» **THE EXERCISE**
Write out the listing again, substituting "Response" for every "Submission" and keeping everything else the same. Leave the pictures out.

Start of DATA

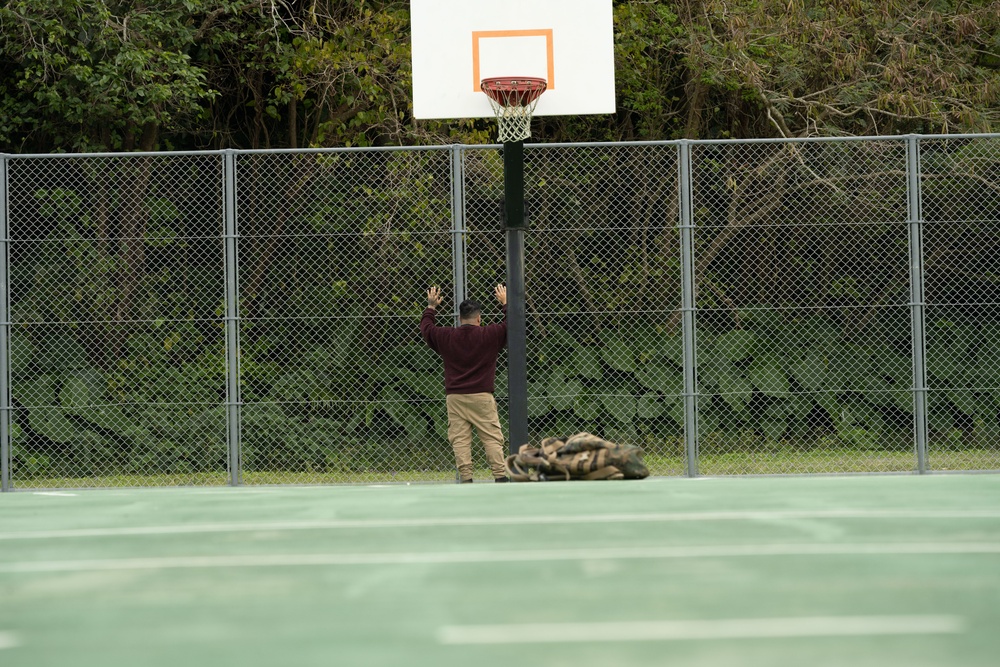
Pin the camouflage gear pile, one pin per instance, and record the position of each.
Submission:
(582, 456)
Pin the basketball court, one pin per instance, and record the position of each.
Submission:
(753, 571)
(825, 571)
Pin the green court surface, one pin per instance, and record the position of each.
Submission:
(857, 571)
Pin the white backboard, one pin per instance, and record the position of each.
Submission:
(457, 43)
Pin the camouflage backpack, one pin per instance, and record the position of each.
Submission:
(582, 456)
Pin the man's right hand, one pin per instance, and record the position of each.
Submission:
(434, 298)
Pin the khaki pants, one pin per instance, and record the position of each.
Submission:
(479, 410)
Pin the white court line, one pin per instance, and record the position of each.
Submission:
(450, 557)
(737, 628)
(337, 524)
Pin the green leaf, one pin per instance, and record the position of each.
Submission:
(23, 356)
(737, 344)
(662, 378)
(424, 384)
(587, 407)
(622, 408)
(538, 401)
(735, 389)
(618, 354)
(587, 363)
(562, 393)
(649, 406)
(810, 371)
(767, 374)
(773, 428)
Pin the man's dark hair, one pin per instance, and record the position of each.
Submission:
(469, 309)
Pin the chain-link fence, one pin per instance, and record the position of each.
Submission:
(732, 307)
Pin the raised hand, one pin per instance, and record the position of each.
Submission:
(434, 298)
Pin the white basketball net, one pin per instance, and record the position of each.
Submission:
(513, 121)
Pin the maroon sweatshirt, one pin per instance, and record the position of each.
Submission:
(469, 352)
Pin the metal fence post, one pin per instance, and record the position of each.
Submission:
(688, 309)
(458, 241)
(915, 220)
(233, 401)
(4, 332)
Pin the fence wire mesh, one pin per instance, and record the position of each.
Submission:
(961, 206)
(337, 251)
(116, 346)
(808, 305)
(802, 272)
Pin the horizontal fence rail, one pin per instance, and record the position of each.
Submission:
(732, 307)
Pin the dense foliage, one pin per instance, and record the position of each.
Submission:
(187, 74)
(802, 271)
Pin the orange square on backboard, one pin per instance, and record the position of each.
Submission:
(478, 35)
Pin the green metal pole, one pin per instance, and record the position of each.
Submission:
(515, 223)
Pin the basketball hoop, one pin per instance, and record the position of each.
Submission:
(513, 100)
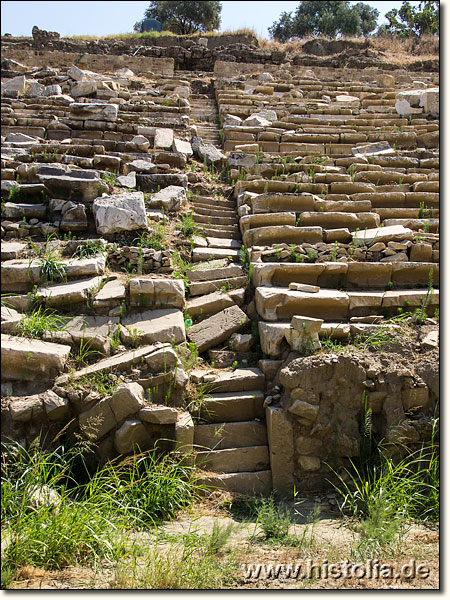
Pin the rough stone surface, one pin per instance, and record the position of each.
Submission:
(218, 328)
(121, 212)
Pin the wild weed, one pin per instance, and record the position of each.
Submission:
(40, 321)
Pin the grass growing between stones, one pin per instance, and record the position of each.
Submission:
(388, 493)
(40, 321)
(52, 520)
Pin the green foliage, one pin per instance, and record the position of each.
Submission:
(325, 18)
(185, 17)
(187, 225)
(88, 249)
(274, 519)
(86, 522)
(412, 21)
(40, 321)
(155, 238)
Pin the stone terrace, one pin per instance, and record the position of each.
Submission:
(316, 221)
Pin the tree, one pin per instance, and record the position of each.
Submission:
(185, 17)
(334, 18)
(411, 20)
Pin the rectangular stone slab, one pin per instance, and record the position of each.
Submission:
(31, 360)
(217, 436)
(218, 328)
(152, 326)
(277, 303)
(235, 460)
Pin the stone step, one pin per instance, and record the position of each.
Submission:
(198, 288)
(223, 243)
(214, 270)
(240, 380)
(217, 328)
(257, 483)
(232, 407)
(31, 360)
(275, 303)
(234, 460)
(352, 275)
(208, 211)
(202, 201)
(219, 436)
(21, 275)
(230, 232)
(207, 305)
(216, 220)
(202, 254)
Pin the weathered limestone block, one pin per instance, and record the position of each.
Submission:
(163, 325)
(303, 333)
(382, 234)
(31, 360)
(156, 293)
(27, 409)
(56, 408)
(126, 400)
(282, 234)
(277, 303)
(99, 420)
(276, 202)
(68, 294)
(218, 328)
(184, 435)
(100, 111)
(160, 415)
(283, 274)
(204, 306)
(271, 336)
(121, 212)
(281, 447)
(10, 318)
(305, 410)
(132, 436)
(163, 138)
(171, 198)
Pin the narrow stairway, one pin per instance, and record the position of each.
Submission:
(230, 435)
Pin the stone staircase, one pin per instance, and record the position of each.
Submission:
(230, 435)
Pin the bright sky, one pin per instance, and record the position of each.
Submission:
(103, 18)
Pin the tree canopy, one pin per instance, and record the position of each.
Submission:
(331, 19)
(185, 17)
(408, 20)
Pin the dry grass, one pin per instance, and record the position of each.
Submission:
(155, 35)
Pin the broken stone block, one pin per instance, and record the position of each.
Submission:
(156, 293)
(281, 447)
(100, 111)
(56, 408)
(132, 436)
(126, 400)
(160, 415)
(121, 212)
(171, 198)
(304, 410)
(31, 360)
(182, 147)
(163, 138)
(218, 328)
(207, 152)
(241, 342)
(27, 409)
(164, 325)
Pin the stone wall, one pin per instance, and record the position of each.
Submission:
(93, 62)
(317, 424)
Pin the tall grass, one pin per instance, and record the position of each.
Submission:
(88, 521)
(390, 491)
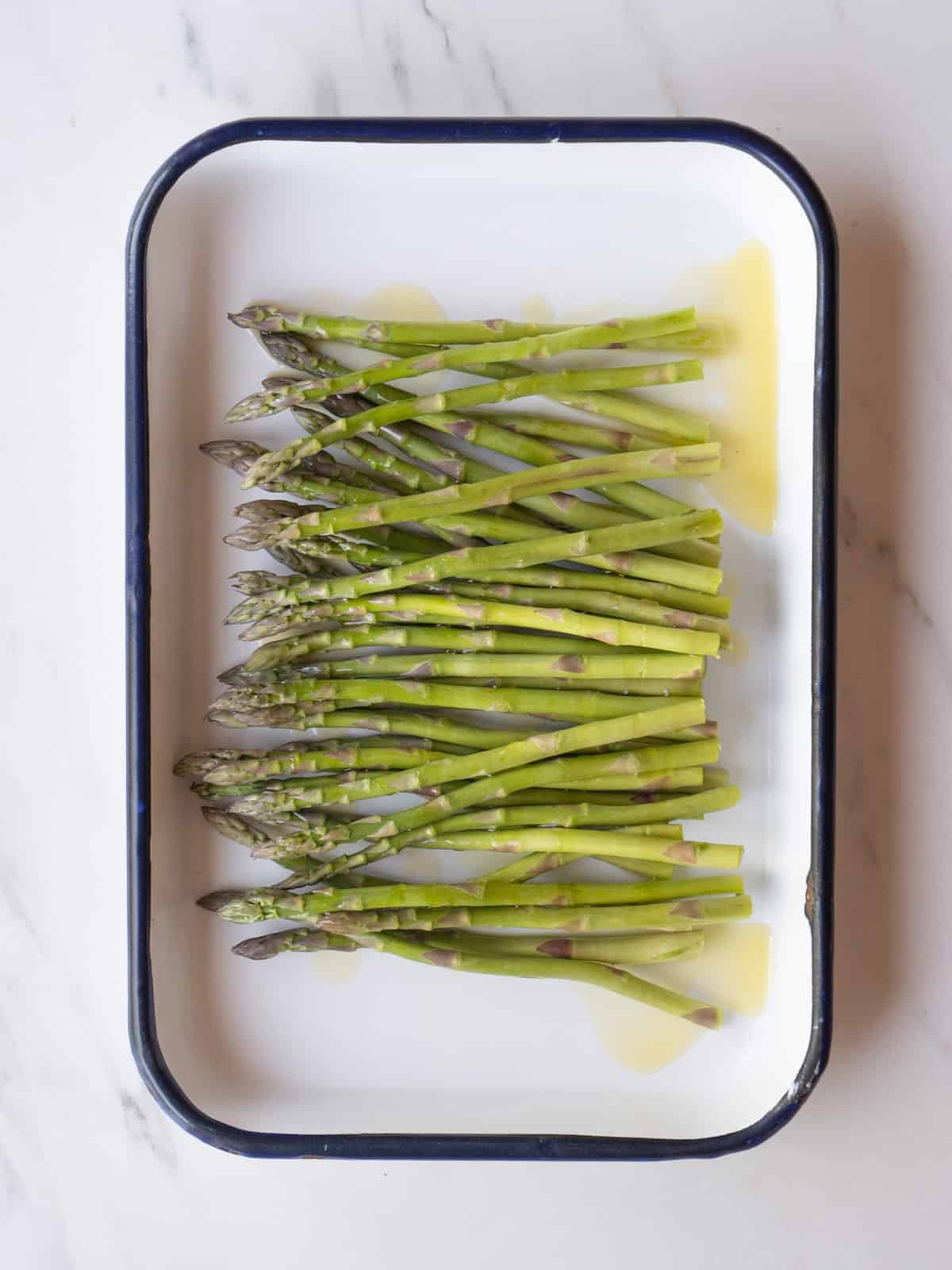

End of DATA

» **TASK RESULT**
Pin the camouflage gear pile, one pin per instance, and record the position of each.
Response:
(582, 456)
Pin the basketball court, one pin per instance, and record the position of each.
Response:
(753, 571)
(825, 571)
Pin the green court surface, one pin per instance, and record the position of each.
Response:
(857, 571)
Pin the white backboard, one pin per instance, and record the position of each.
Response:
(457, 43)
Pin the camouflage backpack, one pin per instance, and record the position of each.
Response:
(582, 456)
Pin the man's right hand, one pin per instance, and record the position of each.
Response:
(434, 298)
Pin the khaki pants, one pin per instance, and record the position of each.
Response:
(479, 410)
Pin the white court line, one pin per instance, and record the position of each.
Response:
(450, 557)
(737, 628)
(337, 524)
Pin the green leaf, one pin per instance, and record the position of each.
Response:
(23, 356)
(737, 344)
(662, 378)
(424, 384)
(587, 407)
(622, 408)
(538, 401)
(735, 389)
(618, 354)
(587, 363)
(562, 393)
(649, 406)
(810, 371)
(767, 374)
(773, 428)
Pin the man's dark hair, one pin per instance, and record the position of each.
Response:
(469, 309)
Pin the chain-link fence, one pin per instance, and record the position of each.
Response:
(732, 307)
Pin the raised hand, one pin per instance, and record the position of each.
Response:
(434, 298)
Pin the white basketball net, one pin per instance, and record the position of each.
Response:
(513, 121)
Pin the maroon sweatshirt, one pin per instance, and record the position of each.
Response:
(469, 352)
Pin the metal fence post, one pin per instance, and record the position of each.
Response:
(688, 309)
(458, 241)
(915, 220)
(233, 401)
(4, 332)
Pin the fence wire mesh, one pin per instance, and record the position of each.
Response:
(961, 206)
(337, 251)
(116, 346)
(808, 305)
(802, 272)
Pin the horizontal fence rail, one pin per instance, and record the position of each.
Response:
(732, 307)
Pin the dense foliage, one pin per instance, and record the position of each.
Response:
(187, 74)
(802, 271)
Pin the orange square on backboard, one pin per instance, and record the position of each.
Response:
(478, 35)
Pin the green metal pole, one pin per instance, and record the position of each.
Response:
(515, 223)
Pin the basketball hoop, one pin per instance, and record the position of each.
Response:
(513, 100)
Pin the rough stone surface, one pin per instance, and record the position of each.
Response:
(218, 328)
(121, 212)
Pin the wild weed, one pin per instance, and record the position of each.
Response:
(40, 321)
Pin the grass growing between stones, one pin per instance, and record the position of each.
Response:
(388, 493)
(40, 321)
(52, 520)
Pin the green foliage, one pin per instance, and record the position of each.
Response:
(325, 18)
(185, 17)
(187, 225)
(88, 249)
(274, 519)
(86, 522)
(412, 21)
(40, 321)
(155, 238)
Pin the stone terrace, one pin per instance, and record the position of each.
Response:
(316, 221)
Pin the tree, one pin per instance, and record the position of each.
Response:
(185, 17)
(334, 18)
(411, 20)
Pin the rectangular stone slab, one pin per instance, and record the position of each.
Response:
(31, 360)
(217, 436)
(218, 328)
(152, 326)
(277, 303)
(235, 460)
Pin the stone step, one pin per instance, and record the position of each.
Response:
(198, 288)
(223, 243)
(214, 270)
(240, 380)
(217, 328)
(257, 483)
(232, 407)
(31, 360)
(275, 303)
(234, 460)
(352, 275)
(208, 211)
(202, 201)
(219, 436)
(21, 275)
(230, 232)
(207, 305)
(216, 220)
(202, 254)
Pin the weathered limestone block, one pin per instance, and record the position of each.
Response:
(163, 325)
(303, 333)
(382, 234)
(31, 360)
(156, 293)
(27, 409)
(56, 408)
(126, 400)
(282, 234)
(277, 303)
(99, 420)
(276, 202)
(68, 294)
(218, 328)
(184, 435)
(100, 111)
(160, 415)
(283, 274)
(204, 306)
(271, 336)
(121, 212)
(281, 447)
(10, 318)
(305, 410)
(132, 436)
(163, 138)
(171, 198)
Pin the narrow stairway, one pin per instance, and record the position of each.
Response:
(230, 435)
Pin the stone staircase, one pin per instance, and record the position of each.
Response:
(230, 435)
Pin the bright sky, one pin per instance, and record the position of each.
Response:
(103, 18)
Pin the tree canopy, one pin per instance, and record the position of each.
Response:
(331, 19)
(185, 17)
(408, 20)
Pin the dry grass, one pin per instance, and record the position of each.
Response:
(155, 35)
Pin the broken stone block, one pin per instance, and record the position of each.
Response:
(156, 293)
(281, 447)
(100, 111)
(56, 408)
(132, 436)
(126, 400)
(160, 415)
(121, 212)
(171, 198)
(304, 410)
(31, 360)
(182, 147)
(163, 138)
(218, 328)
(207, 152)
(241, 342)
(27, 409)
(164, 325)
Pin the stone wall, one pin per instance, and record the position of each.
Response:
(93, 62)
(317, 424)
Pin the tall grass, one pin per instance, and record the position of each.
Response:
(88, 521)
(390, 491)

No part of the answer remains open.